--- Begin ---

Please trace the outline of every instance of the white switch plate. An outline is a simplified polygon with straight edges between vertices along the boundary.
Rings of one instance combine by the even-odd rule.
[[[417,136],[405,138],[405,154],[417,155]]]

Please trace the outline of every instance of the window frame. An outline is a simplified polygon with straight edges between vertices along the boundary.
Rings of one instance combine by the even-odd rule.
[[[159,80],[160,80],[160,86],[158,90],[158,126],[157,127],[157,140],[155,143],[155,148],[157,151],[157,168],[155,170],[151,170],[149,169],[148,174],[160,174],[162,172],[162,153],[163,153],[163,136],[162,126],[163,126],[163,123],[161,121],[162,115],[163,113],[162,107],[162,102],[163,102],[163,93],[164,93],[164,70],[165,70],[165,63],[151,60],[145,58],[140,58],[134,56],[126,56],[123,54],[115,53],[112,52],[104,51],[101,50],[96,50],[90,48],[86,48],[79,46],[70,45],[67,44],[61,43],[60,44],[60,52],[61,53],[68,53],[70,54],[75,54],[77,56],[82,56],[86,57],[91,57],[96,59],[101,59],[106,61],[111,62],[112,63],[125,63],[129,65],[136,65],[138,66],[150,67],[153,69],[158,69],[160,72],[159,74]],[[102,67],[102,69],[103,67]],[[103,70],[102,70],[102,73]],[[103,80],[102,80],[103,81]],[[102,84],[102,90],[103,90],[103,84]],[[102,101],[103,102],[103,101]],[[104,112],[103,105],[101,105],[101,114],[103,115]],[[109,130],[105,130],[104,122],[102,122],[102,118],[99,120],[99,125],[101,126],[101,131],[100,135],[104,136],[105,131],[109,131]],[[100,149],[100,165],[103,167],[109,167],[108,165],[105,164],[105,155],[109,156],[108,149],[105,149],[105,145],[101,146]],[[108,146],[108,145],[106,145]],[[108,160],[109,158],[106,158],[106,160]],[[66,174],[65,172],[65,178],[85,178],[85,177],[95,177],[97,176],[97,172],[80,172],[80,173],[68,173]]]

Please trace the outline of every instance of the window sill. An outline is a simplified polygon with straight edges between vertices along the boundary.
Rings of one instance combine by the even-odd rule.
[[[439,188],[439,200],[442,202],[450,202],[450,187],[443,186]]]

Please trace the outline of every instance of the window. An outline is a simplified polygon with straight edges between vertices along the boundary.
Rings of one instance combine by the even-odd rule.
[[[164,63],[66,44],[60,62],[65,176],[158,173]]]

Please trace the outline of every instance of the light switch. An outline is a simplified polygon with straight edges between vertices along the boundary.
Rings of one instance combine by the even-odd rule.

--- End ---

Reproduce all of the entries above word for word, without changing a single character.

[OUTPUT BELOW]
Please trace the outline of every instance of the white switch plate. An outline is a simplified polygon with straight edges between vertices along the boundary.
Rings of one instance combine by the even-odd rule.
[[[417,136],[405,138],[405,154],[417,155]]]

Please trace the outline of every instance of the window frame. An outline is a simplified polygon with straight edges between vertices along the boundary.
Rings of one instance combine by the even-odd rule.
[[[159,80],[160,80],[160,86],[158,90],[158,126],[157,127],[157,140],[155,143],[155,148],[157,151],[157,168],[155,170],[151,170],[149,169],[148,174],[160,174],[162,172],[162,153],[163,153],[163,136],[162,126],[163,126],[163,123],[161,121],[162,115],[163,113],[162,107],[162,102],[163,102],[163,93],[164,93],[164,70],[165,70],[165,63],[151,60],[145,58],[140,58],[134,56],[126,56],[123,54],[115,53],[112,52],[104,51],[101,50],[96,50],[90,48],[86,48],[79,46],[70,45],[67,44],[61,43],[60,44],[60,52],[61,53],[68,53],[70,54],[75,54],[77,56],[82,56],[86,57],[91,57],[96,59],[101,59],[106,61],[111,62],[112,63],[125,63],[129,65],[136,65],[138,66],[150,67],[153,69],[158,69],[160,72],[159,74]],[[102,67],[102,69],[103,67]],[[103,70],[102,70],[102,73]],[[103,80],[102,80],[103,81]],[[102,84],[102,90],[103,90],[103,84]],[[102,101],[103,102],[103,101]],[[104,112],[103,105],[101,105],[101,114],[103,115]],[[109,130],[105,130],[104,122],[102,122],[102,118],[99,120],[99,125],[101,126],[101,131],[100,135],[104,136],[105,131],[109,131]],[[100,149],[100,165],[103,167],[109,167],[108,165],[105,164],[105,155],[109,156],[108,149],[105,149],[105,145],[101,146]],[[108,146],[108,145],[106,145]],[[108,160],[109,158],[106,158],[106,160]],[[66,174],[65,172],[65,178],[85,178],[85,177],[95,177],[97,176],[97,172],[80,172],[80,173],[68,173]]]

Please trace the outline of every instance of the window sill. An outline is a simplified polygon with straight edges between vertices along the boundary.
Rings of one instance combine by the even-odd rule.
[[[439,188],[439,200],[442,202],[450,202],[450,187],[443,186]]]

Please trace the outline of every instance of the window. An outline is a simplified polygon with straight edges between vertices along the boundary.
Rings of one instance combine by the even-odd rule.
[[[164,63],[66,44],[60,62],[65,176],[158,173]]]

Please trace the outline of every instance of the light switch. An outline is a simplified polygon with straight edges between vertices along the boundary.
Rings of one instance combine by the even-odd rule.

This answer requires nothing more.